▸ PROMPT A:
Answer these questions from the forum thread on deleting list elements in Python:
(i) What input list size makes the posted code exceed the time limit?
(ii) Which statement did the asker use that still did not keep the code within the time limit?
(iii) According to Answer 1, what C++ structure are Python lists implemented more or less as?

**** DOCUMENT PASSAGE ****

从python中的列表中删除元素

Question

Is there any way of removing an element from a list in python in O(1) complexity.ie, remove(value): this searches linearly through the list and removes right.? So, is there any way to delete an element in O(1) complexity by specifying index or value?

When input list of size 100000 is given to the following code,it is exceeding time limit..,even after using "del".

l=map(int,raw_input("").split(" "))
n=l[0]
k=l[1]
s=map(int,raw_input("").split(" "))
s=sorted(s)
count=0
tree=[]
while len(s)>0:
    poset=[]
    indices=[]
    i=0
    poset.append(s[i])
    indices.append(0)
    j=i+1
    while j<len(s):
       if s[j]==k*s[i]:
           poset.append(s[j])
           indices.append(j)
           i=j
        j+=1
    tmp=0
    for i in indices:
        del s[i-tmp]
        tmp+=1                  
    tree.append(poset)

for i in tree:
    if len(i)%2==0:
        count+=(len(i))/2
    else:
        count+=(len(i)+1)/2
print count

Answer 1

Formally not.

If you know C++ Python lists are implemented more or less as std::vector s of of pointers to objects (in C parlance they are pointers to a contiguous array of pointers). This gives O(1) access to element given the index and allows resizing, however deleting an element from the list requires shifting all subsequent elements down by one element to fill the gap.

**** DATA LISTING ****

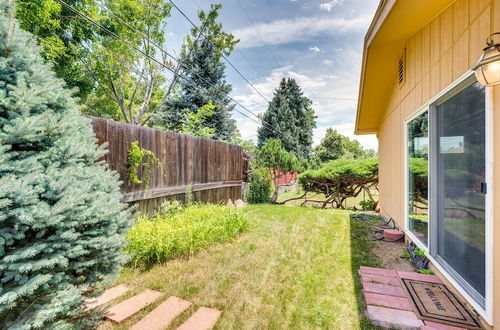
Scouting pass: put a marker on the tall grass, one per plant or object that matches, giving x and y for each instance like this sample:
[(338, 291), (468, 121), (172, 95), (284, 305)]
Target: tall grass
[(166, 236)]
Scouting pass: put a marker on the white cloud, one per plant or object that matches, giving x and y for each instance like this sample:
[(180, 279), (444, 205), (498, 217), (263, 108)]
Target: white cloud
[(347, 129), (338, 114), (299, 29), (330, 4)]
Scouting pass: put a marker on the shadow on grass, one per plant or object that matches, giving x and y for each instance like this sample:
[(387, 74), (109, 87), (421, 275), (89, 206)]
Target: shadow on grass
[(361, 255)]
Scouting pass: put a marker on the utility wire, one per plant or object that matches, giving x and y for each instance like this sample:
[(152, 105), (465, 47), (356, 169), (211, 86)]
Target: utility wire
[(257, 31), (333, 98), (237, 49), (114, 35), (223, 56), (158, 46)]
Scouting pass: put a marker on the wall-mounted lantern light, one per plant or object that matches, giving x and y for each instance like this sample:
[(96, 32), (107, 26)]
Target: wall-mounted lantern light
[(487, 69)]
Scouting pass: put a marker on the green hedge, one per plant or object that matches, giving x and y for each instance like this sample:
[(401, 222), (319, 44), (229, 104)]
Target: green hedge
[(166, 236), (260, 187)]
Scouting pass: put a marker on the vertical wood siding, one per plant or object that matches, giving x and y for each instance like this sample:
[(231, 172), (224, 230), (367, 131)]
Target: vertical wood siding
[(438, 54)]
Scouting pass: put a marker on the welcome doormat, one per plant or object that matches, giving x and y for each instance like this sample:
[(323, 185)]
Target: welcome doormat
[(434, 302)]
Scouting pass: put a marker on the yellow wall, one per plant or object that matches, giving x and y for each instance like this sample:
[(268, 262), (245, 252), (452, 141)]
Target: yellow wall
[(438, 54)]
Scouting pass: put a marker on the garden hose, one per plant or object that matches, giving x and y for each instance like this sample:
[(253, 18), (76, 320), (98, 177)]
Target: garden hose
[(378, 229)]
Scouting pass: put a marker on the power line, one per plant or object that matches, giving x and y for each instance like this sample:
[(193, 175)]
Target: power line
[(332, 98), (257, 31), (223, 56), (114, 35), (160, 48), (237, 49)]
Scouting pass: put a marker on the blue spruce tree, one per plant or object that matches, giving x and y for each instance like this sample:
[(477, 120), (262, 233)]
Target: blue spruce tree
[(62, 224)]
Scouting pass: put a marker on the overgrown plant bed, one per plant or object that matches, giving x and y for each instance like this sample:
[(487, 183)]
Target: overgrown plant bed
[(180, 231)]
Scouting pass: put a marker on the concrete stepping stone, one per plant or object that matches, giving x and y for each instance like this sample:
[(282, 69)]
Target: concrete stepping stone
[(438, 326), (384, 289), (129, 307), (378, 271), (381, 279), (203, 319), (388, 301), (163, 315), (393, 318), (107, 296), (420, 277)]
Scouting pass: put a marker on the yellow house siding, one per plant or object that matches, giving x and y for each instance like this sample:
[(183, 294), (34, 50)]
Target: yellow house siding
[(438, 54), (495, 19)]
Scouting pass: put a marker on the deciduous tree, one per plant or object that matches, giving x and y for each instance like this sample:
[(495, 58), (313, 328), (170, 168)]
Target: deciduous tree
[(201, 64)]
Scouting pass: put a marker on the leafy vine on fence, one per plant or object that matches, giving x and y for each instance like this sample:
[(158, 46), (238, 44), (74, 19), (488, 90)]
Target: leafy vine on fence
[(138, 157)]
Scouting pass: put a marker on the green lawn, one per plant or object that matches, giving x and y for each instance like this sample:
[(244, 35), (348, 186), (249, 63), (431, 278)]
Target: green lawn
[(295, 268)]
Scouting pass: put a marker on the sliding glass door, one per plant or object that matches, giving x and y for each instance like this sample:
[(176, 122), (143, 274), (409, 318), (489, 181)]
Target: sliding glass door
[(418, 176), (446, 184), (461, 188)]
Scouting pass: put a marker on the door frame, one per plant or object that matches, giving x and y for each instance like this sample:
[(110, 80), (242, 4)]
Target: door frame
[(486, 312)]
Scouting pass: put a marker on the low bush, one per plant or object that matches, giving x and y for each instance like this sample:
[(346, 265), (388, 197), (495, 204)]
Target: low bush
[(367, 205), (169, 235), (260, 187), (341, 179)]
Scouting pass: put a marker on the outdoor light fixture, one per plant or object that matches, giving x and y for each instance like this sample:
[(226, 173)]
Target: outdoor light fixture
[(487, 69)]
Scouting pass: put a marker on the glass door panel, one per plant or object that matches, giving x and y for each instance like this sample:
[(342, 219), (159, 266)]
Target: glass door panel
[(461, 188), (418, 177)]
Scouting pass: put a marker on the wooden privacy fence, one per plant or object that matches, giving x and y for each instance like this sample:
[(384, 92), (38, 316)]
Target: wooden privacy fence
[(213, 170)]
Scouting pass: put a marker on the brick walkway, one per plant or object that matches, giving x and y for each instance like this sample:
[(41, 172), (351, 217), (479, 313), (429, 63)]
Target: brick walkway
[(160, 318), (387, 303)]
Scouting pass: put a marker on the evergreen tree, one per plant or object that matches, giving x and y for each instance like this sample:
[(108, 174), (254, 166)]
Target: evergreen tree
[(335, 146), (62, 224), (201, 57), (292, 119)]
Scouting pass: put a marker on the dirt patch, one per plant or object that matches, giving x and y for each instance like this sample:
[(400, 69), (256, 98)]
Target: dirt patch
[(389, 255)]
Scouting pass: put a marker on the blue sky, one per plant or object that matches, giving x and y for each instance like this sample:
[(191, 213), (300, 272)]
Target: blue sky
[(317, 42)]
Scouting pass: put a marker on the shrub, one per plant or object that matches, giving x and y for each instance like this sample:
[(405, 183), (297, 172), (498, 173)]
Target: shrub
[(168, 208), (199, 226), (341, 179), (260, 187), (62, 224), (367, 205)]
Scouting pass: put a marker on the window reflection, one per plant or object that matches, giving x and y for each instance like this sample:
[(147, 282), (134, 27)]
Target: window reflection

****

▸ PROMPT B: Output the lines of the records as a JSON list of strings, one string per line and with blank lines left out, starting at the line that contains "Scouting pass: put a marker on the deciduous" and ending at the line that contains "[(201, 64)]".

▸ OUTPUT A:
(i) 100000
(ii) "del"
(iii) std::vectors of pointers to objects

▸ OUTPUT B:
[
  "Scouting pass: put a marker on the deciduous tree, one per plant or object that matches, giving x and y for each instance like this sample:",
  "[(495, 58), (313, 328), (170, 168)]",
  "Target: deciduous tree",
  "[(201, 64)]"
]